• _MATERIAL FOR THE TASK_
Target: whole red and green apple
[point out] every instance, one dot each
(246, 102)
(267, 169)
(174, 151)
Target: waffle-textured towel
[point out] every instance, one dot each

• _WHAT IS BEING ASKED_
Copy out the material above line for line, with no changes at all.

• _EXPECTED ANSWER_
Target: whole red and green apple
[point out] every instance, one dot each
(246, 102)
(267, 169)
(174, 151)
Target: waffle-textured towel
[point out] every instance, one dot each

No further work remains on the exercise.